• Given request 1:
In the review of Alan Sparhawk's Solo Guitar, reproduce word for word the passage that begins at the words "But let's get" and stops after "release new noise.".
• Given request 2:
According to the review of Alan Sparhawk's Solo Guitar, how many minutes of the album do its two central tracks add up to?
• Given request 3:
Carry the review of Alan Sparhawk's Solo Guitar further, writing on from its last sentence.

• Source text:
--
There is a dark side to Alan Sparhawk, front man-singer-guitar player for the well-known beautiful slow-core band Low. Those who know most of the Low-oeuvre will have noticed some hints of that darkness throughout the years. Early Low wasn't exactly the happiest music, nor was it radio-friendly in some cases. The 14-minute drone of Do You Know How To Waltz of one of their early, and best, albums The Curtain Hits The Cast was a first sign of the hidden and haunting darkness Low possesses. A darkness that comes back from time to time... The EP Songs For A Dead Pilot was a surprisingly experimental and dark record, some songs like the heavy and almost Swans-like Don't Understand from the album Secret Name, or some of the tunes on the Trust-album... And Low-fans will surely remember the message Alan posted on the Low community board explaining in an open and honest way why the band had to cancel some show last year. It was a message of a man in doubt, questioning himself and his surroundings, asking how to go through with the things he was doing. The answer came with The Great Destroyer, an a-typical Low record, a reinvention of the band and its main man.
Solo Guitar, Sparhawks debut album as a solo artist, is not the kind of record you would expect from this polite, kind of shy man. And it also proves that he still has some demons to exorcise. Solo Guitar is exactly how it is titled: a man playing his guitar, no vocals, no rhythm section, just guitars and effects and loops. And the result sounds fantastic. There are two central tracks on the album, adding up to 30 minutes of this 43 minutes long album. If it had been up to me, I would have limited the album to these tracks, because the other seven guitar experiments on the album sound like starts without endings, half tries, unfinished business... not that they are bad, but I felt like they have more potential. For instance, the last tune How It Ends is very much like a small promise of a glorious song.
But let's get to the centre of this record, the two long tracks at the beginning of the album. First there's Sagrado Corazon de Jesu (second attempt) - yes, there's also a first attempt. As its title suggests there is a certain Latin, exotic feel about this track. It starts off with different melodic riffs with long gaps of silence in between, Sparhawk improvising around the same theme, and after about 4 minutes a guitar loop starts running upon which he tortures and beats his guitar (with a bit of imagination one could hear echoes of guitar heroes such as Yngwie Malmsteen or Steve Vai). Then the drone gets more to the foreground and I can imagine Alan Sparhawk standing with his eyes closed waiting for the right moment to release new noise.
--
• Record excerpts:
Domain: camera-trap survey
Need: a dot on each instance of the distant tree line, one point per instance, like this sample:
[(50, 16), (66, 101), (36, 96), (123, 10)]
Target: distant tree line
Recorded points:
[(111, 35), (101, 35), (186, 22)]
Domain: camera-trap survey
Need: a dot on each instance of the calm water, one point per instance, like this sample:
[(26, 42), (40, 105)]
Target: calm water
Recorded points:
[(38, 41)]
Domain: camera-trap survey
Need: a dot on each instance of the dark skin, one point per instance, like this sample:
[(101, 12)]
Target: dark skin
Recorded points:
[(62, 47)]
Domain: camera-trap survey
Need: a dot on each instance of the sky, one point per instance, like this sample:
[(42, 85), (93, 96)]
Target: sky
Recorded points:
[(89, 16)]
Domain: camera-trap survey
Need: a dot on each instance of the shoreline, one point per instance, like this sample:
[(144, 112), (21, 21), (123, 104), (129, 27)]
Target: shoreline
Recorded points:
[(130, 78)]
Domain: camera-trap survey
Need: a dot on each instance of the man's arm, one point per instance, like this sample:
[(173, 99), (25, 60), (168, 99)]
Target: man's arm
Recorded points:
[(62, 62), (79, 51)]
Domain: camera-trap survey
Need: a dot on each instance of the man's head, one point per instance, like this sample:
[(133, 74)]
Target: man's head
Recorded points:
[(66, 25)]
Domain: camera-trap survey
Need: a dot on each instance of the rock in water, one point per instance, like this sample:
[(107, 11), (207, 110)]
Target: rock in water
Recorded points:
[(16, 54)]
--
• Exercise output 1:
But let's get to the centre of this record, the two long tracks at the beginning of the album. First there's Sagrado Corazon de Jesu (second attempt) - yes, there's also a first attempt. As its title suggests there is a certain Latin, exotic feel about this track. It starts off with different melodic riffs with long gaps of silence in between, Sparhawk improvising around the same theme, and after about 4 minutes a guitar loop starts running upon which he tortures and beats his guitar (with a bit of imagination one could hear echoes of guitar heroes such as Yngwie Malmsteen or Steve Vai). Then the drone gets more to the foreground and I can imagine Alan Sparhawk standing with his eyes closed waiting for the right moment to release new noise.

• Exercise output 2:
30 minutes.

• Exercise output 3:
The second track, How A Freighter Comes Into The Harbor, clocking in at 18 minutes, is even more impressive, because it shows in a remarkable way that, even when improvising, Alan Sparhawk is an excellent songwriter. The track starts with single dark notes, again with the long gaps of silence. Sparhawk builds the song layer upon layer, starting off with a high pitched ringing drone floating its way into your mind. At times it reminded me of those drone druids Growing, but this is even more intense. While the Growing sound is comforting and quiet, Sparhawk's sound is uncomfortable, dark and desperate. Again he waits for the best moment to pull out a riff on top of the drones, and as the song evolves the drones are de-layered again, disappear, and what is left is the sound of a buzzing amp. Impressive stuff.
I usually have trouble with improvised guitar playing, but Solo Guitar is worth the struggle through the drones. The result of this struggle is a thrilling and exciting journey down the mind of Alan Sparhawk.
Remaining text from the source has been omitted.